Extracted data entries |
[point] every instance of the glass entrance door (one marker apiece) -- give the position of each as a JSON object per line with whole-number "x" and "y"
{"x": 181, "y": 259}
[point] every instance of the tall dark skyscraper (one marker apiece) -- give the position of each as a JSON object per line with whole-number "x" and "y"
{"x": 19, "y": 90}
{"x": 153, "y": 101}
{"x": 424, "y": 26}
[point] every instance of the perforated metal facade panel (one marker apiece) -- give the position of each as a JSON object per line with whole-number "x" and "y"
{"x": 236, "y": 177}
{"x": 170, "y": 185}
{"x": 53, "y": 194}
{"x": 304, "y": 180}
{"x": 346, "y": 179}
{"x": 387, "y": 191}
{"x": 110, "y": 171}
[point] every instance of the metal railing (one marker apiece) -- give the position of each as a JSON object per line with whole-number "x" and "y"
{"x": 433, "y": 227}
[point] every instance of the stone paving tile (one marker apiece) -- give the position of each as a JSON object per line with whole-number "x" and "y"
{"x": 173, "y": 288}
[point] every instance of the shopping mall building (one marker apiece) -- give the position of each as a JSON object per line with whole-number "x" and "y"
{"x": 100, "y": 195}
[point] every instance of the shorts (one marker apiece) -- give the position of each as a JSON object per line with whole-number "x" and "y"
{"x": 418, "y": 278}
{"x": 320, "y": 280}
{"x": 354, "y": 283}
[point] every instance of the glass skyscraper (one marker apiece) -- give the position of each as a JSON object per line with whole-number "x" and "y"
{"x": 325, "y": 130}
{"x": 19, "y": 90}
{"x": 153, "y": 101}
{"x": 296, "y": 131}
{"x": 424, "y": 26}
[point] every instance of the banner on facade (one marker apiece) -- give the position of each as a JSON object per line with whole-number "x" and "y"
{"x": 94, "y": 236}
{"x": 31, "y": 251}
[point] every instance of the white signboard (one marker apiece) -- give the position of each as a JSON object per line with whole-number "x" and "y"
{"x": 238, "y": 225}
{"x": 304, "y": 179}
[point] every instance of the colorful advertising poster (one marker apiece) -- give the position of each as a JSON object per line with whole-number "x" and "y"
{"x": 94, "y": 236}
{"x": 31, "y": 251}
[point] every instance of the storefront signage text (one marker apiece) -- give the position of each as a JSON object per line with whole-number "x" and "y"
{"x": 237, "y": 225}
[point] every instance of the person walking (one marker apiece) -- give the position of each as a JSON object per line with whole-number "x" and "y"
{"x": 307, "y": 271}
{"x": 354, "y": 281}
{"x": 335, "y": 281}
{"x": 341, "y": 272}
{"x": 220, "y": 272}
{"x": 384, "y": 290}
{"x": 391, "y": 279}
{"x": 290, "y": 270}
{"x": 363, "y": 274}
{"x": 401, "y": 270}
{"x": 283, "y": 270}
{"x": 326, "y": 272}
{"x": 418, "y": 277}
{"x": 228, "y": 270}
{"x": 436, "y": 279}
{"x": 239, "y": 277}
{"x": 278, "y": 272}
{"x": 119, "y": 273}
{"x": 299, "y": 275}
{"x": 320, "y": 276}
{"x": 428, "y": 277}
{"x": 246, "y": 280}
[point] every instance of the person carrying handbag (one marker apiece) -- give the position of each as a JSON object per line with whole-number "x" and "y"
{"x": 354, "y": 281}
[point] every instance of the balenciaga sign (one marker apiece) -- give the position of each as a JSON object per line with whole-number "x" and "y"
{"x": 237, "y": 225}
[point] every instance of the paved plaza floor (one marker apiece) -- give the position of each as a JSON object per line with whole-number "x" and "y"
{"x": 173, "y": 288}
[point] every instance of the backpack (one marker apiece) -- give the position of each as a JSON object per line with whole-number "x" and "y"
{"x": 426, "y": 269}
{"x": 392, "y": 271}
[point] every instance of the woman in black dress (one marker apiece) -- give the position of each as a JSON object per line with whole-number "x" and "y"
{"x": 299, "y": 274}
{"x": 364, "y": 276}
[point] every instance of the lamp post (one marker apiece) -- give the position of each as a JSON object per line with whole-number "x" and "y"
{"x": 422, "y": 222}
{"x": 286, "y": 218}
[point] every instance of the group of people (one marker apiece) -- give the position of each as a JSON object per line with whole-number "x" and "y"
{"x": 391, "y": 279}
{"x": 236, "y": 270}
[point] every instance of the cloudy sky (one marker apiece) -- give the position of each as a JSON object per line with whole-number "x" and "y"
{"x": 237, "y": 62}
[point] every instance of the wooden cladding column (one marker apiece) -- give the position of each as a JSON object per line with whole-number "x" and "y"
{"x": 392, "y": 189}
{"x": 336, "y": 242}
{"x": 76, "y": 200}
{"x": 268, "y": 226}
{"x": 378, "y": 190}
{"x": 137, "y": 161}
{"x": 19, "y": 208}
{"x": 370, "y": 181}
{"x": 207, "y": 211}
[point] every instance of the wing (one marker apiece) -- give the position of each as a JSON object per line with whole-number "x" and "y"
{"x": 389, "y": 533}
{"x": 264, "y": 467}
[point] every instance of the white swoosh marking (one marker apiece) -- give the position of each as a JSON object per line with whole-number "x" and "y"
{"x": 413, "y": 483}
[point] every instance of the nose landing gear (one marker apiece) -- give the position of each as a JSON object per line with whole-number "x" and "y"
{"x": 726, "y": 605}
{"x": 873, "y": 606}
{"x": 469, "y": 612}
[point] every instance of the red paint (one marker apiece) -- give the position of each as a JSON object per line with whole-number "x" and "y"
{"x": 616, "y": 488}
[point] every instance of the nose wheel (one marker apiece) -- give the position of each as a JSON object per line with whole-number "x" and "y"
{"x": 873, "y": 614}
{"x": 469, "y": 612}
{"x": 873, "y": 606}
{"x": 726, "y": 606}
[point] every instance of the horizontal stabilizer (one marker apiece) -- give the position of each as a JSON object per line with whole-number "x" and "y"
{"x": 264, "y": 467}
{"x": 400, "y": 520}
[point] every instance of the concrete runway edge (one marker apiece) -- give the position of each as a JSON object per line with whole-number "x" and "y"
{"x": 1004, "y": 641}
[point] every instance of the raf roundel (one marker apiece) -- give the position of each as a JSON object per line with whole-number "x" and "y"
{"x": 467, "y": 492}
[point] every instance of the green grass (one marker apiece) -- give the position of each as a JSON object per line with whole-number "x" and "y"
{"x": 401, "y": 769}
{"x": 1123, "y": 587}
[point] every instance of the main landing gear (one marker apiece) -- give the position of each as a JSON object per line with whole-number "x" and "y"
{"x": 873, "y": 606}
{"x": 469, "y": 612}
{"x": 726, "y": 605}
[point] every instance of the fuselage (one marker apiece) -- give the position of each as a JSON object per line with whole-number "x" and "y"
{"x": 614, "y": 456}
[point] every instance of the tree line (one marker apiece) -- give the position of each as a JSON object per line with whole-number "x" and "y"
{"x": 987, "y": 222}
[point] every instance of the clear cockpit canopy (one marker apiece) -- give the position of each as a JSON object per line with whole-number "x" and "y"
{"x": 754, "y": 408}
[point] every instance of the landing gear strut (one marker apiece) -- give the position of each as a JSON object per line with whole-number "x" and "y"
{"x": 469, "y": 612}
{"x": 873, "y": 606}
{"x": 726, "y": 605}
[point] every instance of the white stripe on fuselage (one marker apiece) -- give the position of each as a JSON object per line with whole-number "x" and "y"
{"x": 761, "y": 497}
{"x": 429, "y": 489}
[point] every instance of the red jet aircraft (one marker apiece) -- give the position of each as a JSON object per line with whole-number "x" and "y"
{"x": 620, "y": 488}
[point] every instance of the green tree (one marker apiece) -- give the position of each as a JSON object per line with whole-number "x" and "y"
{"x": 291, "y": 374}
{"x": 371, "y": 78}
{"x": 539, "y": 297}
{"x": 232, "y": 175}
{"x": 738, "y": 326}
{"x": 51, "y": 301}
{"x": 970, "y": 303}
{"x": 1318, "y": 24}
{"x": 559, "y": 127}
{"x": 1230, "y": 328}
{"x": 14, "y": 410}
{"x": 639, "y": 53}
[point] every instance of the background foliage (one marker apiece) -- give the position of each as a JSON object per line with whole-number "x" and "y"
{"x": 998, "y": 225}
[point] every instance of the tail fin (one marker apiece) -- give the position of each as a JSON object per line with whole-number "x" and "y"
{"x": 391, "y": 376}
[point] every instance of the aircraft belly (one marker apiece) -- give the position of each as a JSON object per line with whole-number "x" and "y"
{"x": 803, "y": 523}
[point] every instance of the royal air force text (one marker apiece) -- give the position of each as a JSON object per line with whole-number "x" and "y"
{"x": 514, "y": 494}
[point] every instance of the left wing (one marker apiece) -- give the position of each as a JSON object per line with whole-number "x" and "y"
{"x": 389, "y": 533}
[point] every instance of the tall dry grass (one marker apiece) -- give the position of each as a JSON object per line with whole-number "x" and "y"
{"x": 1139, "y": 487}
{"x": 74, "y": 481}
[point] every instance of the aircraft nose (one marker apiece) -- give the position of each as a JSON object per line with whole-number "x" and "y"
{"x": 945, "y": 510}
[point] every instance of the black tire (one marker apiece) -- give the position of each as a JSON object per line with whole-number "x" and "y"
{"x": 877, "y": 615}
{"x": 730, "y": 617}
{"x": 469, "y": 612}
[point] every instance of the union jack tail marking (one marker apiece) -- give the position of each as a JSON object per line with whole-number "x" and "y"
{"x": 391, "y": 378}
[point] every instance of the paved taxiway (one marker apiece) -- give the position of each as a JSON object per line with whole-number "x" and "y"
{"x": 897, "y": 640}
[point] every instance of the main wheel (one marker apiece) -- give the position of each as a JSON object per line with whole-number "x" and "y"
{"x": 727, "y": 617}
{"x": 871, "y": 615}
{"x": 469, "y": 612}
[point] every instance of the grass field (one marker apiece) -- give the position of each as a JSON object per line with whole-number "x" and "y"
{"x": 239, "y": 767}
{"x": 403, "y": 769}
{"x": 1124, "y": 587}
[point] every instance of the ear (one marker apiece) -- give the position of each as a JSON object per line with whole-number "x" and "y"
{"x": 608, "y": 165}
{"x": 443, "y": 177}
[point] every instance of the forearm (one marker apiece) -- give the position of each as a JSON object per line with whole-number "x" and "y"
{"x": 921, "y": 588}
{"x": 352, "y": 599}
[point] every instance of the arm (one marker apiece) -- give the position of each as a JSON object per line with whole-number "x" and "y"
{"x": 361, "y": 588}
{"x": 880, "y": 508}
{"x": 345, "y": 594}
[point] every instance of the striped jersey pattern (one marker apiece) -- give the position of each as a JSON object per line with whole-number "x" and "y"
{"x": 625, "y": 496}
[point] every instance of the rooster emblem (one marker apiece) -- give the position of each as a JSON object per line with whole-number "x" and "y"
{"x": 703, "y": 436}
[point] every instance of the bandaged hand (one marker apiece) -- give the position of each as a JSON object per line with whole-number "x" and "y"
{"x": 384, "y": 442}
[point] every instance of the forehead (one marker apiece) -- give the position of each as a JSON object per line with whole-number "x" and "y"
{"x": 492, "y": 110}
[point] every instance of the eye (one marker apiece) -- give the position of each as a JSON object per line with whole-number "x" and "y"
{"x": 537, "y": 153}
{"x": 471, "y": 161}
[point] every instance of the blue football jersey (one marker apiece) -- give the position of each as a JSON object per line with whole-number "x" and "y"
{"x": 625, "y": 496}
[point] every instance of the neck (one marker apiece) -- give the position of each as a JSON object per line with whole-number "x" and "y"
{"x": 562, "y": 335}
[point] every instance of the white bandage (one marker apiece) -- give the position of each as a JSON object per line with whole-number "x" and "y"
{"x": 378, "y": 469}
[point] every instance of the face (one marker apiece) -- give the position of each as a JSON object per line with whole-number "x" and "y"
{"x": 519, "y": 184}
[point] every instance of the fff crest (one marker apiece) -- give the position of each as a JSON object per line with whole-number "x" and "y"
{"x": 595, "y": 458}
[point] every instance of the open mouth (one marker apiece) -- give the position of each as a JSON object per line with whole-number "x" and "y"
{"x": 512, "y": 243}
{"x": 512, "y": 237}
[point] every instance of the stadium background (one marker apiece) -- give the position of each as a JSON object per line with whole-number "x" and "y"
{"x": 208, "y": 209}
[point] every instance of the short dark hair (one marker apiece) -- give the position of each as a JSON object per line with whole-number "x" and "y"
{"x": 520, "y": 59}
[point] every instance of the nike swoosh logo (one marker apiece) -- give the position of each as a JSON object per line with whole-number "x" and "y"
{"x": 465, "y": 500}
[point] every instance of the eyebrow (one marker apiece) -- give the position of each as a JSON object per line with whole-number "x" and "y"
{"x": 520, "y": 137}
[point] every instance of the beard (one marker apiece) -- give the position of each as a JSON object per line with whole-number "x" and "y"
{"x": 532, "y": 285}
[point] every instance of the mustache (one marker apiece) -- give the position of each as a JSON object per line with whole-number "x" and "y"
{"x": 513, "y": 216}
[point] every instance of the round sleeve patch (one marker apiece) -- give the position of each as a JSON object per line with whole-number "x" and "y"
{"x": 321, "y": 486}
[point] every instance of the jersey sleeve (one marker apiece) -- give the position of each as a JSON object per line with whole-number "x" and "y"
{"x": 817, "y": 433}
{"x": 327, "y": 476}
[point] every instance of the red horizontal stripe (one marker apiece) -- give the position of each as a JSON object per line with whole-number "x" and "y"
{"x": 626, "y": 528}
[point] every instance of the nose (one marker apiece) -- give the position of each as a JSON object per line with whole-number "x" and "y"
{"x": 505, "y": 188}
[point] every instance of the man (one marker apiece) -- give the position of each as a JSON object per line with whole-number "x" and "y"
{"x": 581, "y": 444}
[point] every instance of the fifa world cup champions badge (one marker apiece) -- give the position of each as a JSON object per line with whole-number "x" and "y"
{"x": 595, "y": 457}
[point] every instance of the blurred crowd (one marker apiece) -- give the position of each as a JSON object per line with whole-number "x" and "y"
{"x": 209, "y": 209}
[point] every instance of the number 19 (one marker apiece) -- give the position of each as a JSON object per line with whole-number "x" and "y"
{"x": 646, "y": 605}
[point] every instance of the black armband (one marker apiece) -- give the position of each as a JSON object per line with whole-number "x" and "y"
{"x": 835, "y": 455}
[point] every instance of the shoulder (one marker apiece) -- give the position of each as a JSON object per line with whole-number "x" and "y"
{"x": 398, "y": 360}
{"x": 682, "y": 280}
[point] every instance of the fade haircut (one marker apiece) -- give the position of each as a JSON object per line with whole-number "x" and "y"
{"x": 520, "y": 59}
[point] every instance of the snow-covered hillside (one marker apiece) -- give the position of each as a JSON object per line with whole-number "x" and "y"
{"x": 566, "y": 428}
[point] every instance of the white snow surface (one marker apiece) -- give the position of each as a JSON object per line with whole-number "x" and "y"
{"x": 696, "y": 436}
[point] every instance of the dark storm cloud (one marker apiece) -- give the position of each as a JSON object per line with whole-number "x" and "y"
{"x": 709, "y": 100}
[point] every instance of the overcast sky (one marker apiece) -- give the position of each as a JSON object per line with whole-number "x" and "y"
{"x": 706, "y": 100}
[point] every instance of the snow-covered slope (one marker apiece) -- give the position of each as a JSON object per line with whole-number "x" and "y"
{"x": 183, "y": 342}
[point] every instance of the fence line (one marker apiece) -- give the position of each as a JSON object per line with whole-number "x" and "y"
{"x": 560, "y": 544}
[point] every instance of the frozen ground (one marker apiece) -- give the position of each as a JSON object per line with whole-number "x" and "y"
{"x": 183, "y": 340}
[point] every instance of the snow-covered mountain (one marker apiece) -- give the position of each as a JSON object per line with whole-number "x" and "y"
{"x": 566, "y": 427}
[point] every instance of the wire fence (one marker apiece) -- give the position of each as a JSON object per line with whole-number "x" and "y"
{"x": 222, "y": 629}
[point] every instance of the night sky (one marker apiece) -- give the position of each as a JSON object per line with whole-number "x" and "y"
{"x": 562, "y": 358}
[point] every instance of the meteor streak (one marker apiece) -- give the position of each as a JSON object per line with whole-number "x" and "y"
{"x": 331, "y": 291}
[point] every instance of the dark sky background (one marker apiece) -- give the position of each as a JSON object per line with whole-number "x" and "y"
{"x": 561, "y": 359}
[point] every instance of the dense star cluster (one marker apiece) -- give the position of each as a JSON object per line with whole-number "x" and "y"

Problem | Exactly reproduce the lines from the one containing "[point] every instance of the wire" through the end of the records, and only those lines.

Solution to the exercise |
[point] every instance of the wire fence (one marker apiece) -- give the position of each as a JSON object per line with whole-number "x" and "y"
{"x": 222, "y": 629}
[point] every instance of the night sky (one marker apiece) -- give the position of each as a JSON object per line with whole-number "x" and "y"
{"x": 562, "y": 358}
[point] every instance of the meteor streak (one marker apiece) -- give the position of each as a JSON object per line with whole-number "x" and "y"
{"x": 331, "y": 291}
[point] every instance of the dark sky background (one marker apiece) -- give the position of each as a JSON object per line with whole-number "x" and "y"
{"x": 561, "y": 359}
[point] every instance of the dense star cluster (one marker apiece) -- give the position of each as a JSON object per line with whole-number "x" and "y"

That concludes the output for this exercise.